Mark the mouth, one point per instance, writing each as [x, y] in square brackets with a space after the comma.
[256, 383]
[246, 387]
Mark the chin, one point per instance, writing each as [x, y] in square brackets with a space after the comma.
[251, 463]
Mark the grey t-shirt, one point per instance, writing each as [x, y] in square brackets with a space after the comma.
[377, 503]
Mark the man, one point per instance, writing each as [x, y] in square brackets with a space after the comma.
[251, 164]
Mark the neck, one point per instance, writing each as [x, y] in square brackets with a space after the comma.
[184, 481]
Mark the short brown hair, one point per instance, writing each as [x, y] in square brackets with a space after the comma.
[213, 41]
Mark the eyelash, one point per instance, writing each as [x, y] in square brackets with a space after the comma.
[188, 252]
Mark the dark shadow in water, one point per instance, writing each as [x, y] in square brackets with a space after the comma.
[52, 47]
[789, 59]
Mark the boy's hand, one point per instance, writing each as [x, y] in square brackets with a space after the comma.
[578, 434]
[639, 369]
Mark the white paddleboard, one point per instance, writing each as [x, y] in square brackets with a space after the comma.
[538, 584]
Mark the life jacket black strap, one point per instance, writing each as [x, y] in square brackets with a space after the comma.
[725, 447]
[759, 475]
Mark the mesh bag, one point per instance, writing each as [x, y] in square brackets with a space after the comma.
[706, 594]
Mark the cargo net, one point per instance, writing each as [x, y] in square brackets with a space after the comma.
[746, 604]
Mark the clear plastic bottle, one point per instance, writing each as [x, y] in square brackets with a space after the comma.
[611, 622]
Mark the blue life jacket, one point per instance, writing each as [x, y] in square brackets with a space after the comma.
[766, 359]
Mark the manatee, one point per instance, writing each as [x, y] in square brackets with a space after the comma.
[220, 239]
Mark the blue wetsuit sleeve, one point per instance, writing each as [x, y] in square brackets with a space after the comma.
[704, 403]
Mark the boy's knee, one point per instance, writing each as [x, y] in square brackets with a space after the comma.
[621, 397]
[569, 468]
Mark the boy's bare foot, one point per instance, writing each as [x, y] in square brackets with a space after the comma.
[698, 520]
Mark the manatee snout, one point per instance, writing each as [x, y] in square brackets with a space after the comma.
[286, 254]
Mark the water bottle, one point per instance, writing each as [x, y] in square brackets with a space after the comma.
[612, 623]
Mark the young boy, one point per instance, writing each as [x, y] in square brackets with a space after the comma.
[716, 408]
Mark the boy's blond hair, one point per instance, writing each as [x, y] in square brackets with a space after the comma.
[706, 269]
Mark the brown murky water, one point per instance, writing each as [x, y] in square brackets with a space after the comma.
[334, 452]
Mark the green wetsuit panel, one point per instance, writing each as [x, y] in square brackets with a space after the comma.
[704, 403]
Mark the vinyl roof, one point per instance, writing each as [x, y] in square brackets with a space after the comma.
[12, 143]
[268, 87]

■ **Exercise directions**: Lay out all the entries above as a two-column CSV with the header input,output and one row per entry. Put each entry's text and its answer in a single quoted field apiece, with any line breaks replaced by spaces.

■ **Exercise answer**:
input,output
"Mark the mouth, one point per instance, writing each as [x, y] in square brackets with a space after the comma.","[256, 383] [246, 387]"
"Mark the chin, one point per instance, writing each as [x, y] in square brackets with a space after the comma.","[251, 463]"
"Mark the grey t-shirt, one point per instance, writing each as [x, y] in square brackets with a space after the comma.","[377, 503]"
"Mark the man, one point per instance, writing each as [x, y] in square brackets with a space after the comma.","[251, 164]"
"Mark the neck, one point per instance, writing each as [x, y] in square brackets with a space after the comma.","[184, 481]"
"Mark the short brown hair, one point per instance, writing each as [x, y] in square brackets with a space after the comma.","[213, 41]"
"Mark the eyelash, one point per instance, writing each as [x, y] in square brackets with a space after the comma.","[188, 252]"
"Mark the dark shadow in water, one point per instance, writing each as [x, y] in square brackets with a space after the comma.","[52, 47] [789, 59]"
"Mark the boy's hand, one point per instance, writing each as [x, y] in square brackets with a space after the comma.","[578, 434] [639, 369]"
"Mark the white paddleboard, one point per instance, writing each as [x, y] in square brackets with a space after the comma.","[538, 584]"
"Mark the life jacket black strap, one point per instance, writing each as [x, y] in square brackets with a space after the comma.","[725, 447] [759, 475]"
"Mark the mesh bag, one point per instance, writing each as [x, y] in square brackets with a space after the comma.","[706, 594]"
"Mark the cargo net, one point per instance, writing each as [x, y] in square brackets with a space after the comma.","[746, 604]"
"Mark the clear plastic bottle, one point per instance, writing each as [x, y] in square brackets with a space after the comma.","[611, 622]"
"Mark the blue life jacket, one point per instance, writing each as [x, y] in square brackets with a space after the comma.","[766, 359]"
"Mark the manatee, one point per instance, writing each as [x, y] in square brackets with a space after the comma.","[220, 239]"
"Mark the blue wetsuit sleeve, one point per instance, writing each as [x, y] in square brackets with a space after the comma.","[704, 403]"
"Mark the boy's knee, one point per instance, writing each as [x, y] in square brackets with a space after the comma.","[621, 397] [569, 468]"
"Mark the boy's bare foot, one point per instance, writing each as [x, y] in square brackets with a space after the comma.","[698, 520]"
"Mark the manatee snout, one point per instance, writing each as [x, y] in square brackets with a space after the comma.","[286, 254]"
"Mark the water bottle, one point per instance, writing each as [x, y] in square brackets with a space after the comma.","[612, 623]"
"Mark the young boy, one point per instance, writing each as [x, y] in square brackets with a space after the comma.","[716, 408]"
"Mark the boy's blond hair, one point per instance, writing each as [x, y] in square brackets with a space after the comma.","[706, 269]"
"Mark the brown murky water, one point per instance, writing each as [x, y] in square brackets with a space after the comma.","[334, 452]"
"Mark the green wetsuit panel, one point per instance, writing each as [x, y] in square brackets with a space after the comma.","[704, 403]"
"Mark the vinyl roof, one point per instance, writing each as [x, y] in square brackets with a space after the comma.","[12, 143] [268, 87]"